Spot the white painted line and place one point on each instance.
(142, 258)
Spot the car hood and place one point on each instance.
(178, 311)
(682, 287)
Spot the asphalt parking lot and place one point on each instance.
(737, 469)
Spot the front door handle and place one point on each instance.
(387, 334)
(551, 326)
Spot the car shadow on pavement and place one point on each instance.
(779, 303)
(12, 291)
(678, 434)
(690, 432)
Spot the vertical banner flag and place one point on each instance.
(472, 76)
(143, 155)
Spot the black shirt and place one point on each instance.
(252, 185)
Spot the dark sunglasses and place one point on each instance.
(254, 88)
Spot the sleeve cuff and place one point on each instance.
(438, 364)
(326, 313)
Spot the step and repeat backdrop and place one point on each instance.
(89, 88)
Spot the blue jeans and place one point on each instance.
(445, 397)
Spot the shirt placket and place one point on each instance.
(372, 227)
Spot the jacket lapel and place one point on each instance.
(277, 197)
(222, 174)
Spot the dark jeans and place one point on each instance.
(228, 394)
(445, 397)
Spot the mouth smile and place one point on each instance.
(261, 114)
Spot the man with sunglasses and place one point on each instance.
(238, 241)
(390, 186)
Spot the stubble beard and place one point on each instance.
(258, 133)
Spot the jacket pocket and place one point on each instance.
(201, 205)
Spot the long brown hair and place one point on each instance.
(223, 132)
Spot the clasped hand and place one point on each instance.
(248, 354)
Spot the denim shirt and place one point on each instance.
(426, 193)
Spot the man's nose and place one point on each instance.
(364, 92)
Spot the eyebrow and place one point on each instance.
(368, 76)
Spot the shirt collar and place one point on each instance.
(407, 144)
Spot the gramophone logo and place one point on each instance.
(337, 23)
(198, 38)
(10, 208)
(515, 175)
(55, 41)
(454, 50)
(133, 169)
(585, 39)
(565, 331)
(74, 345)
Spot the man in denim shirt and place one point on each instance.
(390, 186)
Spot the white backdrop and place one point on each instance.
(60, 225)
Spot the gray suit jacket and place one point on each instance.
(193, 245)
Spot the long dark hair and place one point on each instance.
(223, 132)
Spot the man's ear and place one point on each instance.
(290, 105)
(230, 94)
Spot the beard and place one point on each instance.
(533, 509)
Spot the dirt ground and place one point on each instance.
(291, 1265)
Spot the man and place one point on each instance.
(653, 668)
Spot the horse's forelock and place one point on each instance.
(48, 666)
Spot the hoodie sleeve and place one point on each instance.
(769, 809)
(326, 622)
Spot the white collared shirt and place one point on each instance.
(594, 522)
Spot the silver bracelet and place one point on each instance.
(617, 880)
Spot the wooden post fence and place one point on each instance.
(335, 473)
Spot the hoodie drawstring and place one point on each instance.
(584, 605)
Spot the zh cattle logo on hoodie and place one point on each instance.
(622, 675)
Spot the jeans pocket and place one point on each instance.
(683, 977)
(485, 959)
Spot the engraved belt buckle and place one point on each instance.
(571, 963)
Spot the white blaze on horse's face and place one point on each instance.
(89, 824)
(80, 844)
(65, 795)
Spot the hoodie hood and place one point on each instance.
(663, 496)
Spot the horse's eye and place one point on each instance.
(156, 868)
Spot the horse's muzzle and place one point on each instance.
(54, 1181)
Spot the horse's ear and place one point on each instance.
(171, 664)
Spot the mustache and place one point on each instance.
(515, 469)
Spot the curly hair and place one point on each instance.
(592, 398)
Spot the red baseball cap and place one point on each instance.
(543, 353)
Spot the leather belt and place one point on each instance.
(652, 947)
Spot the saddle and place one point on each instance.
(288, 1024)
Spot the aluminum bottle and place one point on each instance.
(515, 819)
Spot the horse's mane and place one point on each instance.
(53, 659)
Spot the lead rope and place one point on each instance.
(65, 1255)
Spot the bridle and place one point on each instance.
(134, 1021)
-*-*-
• _Directions for this task_: Without changing a word, restate the whole listing.

• _Answer to this problem_:
Spot the white painted line and place one point on each instance.
(142, 258)
Spot the car hood and place one point on each instance.
(178, 311)
(682, 287)
Spot the asphalt parking lot and place one point on each instance.
(737, 469)
Spot the front door handle and place one point on each instance.
(387, 334)
(551, 326)
Spot the car shadow on pavement and place one point on each instance.
(779, 303)
(12, 291)
(678, 434)
(690, 432)
Spot the vertical banner flag and place one point on each instance.
(472, 76)
(143, 155)
Spot the black shirt and place one point on each instance.
(252, 185)
Spot the dark sunglasses and place one point on each instance.
(254, 88)
Spot the sleeve cuff and place one point on each instance.
(438, 364)
(326, 313)
Spot the step and repeat backdrop and place one point on each instance.
(89, 88)
Spot the blue jeans and place one point on each instance.
(445, 397)
Spot the shirt placket and place one point on each instance.
(372, 227)
Spot the jacket lapel and place one point on each instance.
(277, 197)
(222, 174)
Spot the dark jeans and place one point on each instance.
(228, 394)
(445, 397)
Spot the mouth smile and place one point on each instance.
(261, 114)
Spot the man with sunglasses and place one point on each instance.
(238, 241)
(390, 186)
Spot the stubble beard and place one point on each instance.
(258, 133)
Spot the jacket pocket and place one point on each instance.
(201, 205)
Spot the long brown hair and place one point on each instance.
(223, 132)
Spot the clasped hand and place one point on each instance.
(248, 354)
Spot the denim shirt and place one point on each instance.
(426, 193)
Spot the man's nose and place one point on each instance.
(364, 92)
Spot the eyebrow and place one point on each instance.
(368, 76)
Spot the shirt collar and place one point on each instance.
(407, 144)
Spot the gramophone logo and place one point on each instance.
(337, 23)
(198, 38)
(10, 208)
(515, 175)
(55, 41)
(454, 50)
(133, 169)
(585, 39)
(565, 331)
(74, 345)
Spot the man in denim shirt and place one point on each instance.
(390, 186)
Spot the white backdrop and place one point on each instance.
(60, 225)
Spot the gray suit jacket and place one point on each instance.
(193, 245)
Spot the long dark hair and place one point on each instance.
(223, 132)
Spot the man's ear and place one point on each instance.
(290, 105)
(230, 94)
Spot the beard and place one point on each instance.
(533, 509)
Spot the dirt ground and place one point on each instance.
(291, 1265)
Spot the man and place one point on each instance.
(653, 668)
Spot the horse's forelock and place one point on each instance.
(48, 666)
Spot the hoodie sleeve and place one point on each instance.
(769, 809)
(326, 622)
Spot the white collared shirt and place one point on each instance.
(594, 522)
Spot the silver bracelet and place one point on each instance.
(617, 880)
Spot the wooden post fence and place one point on each instance.
(335, 473)
Spot the hoodie drawstring and place one point on each instance.
(584, 605)
Spot the zh cattle logo on hoodie and place one point on each instance.
(622, 675)
Spot the jeans pocket and place one point on each instance.
(683, 977)
(485, 959)
Spot the engraved belt buckle and place one point on each instance.
(571, 963)
Spot the white blaze on horse's face and place one point on each instance.
(89, 824)
(80, 844)
(65, 795)
Spot the hoodie hood and place one point on each instance.
(663, 496)
Spot the horse's eye and place one point on each instance.
(156, 868)
Spot the horse's muzzle and place one point on each instance.
(54, 1181)
Spot the horse's ear and place one point on each instance.
(171, 664)
Spot the mustache and place one point on each instance.
(515, 469)
Spot the curly hair and place one point on each instance.
(592, 398)
Spot the red baseball cap and place one point on each instance.
(543, 353)
Spot the leather belt and place one point on each instance.
(652, 947)
Spot the saddle and place one point on each instance.
(288, 1024)
Spot the aluminum bottle and place one point on each instance.
(515, 819)
Spot the horse's mane and place one point on each instance.
(53, 659)
Spot the lead rope and place one point on each instance.
(65, 1255)
Spot the bridle and place one point on each instance.
(134, 1021)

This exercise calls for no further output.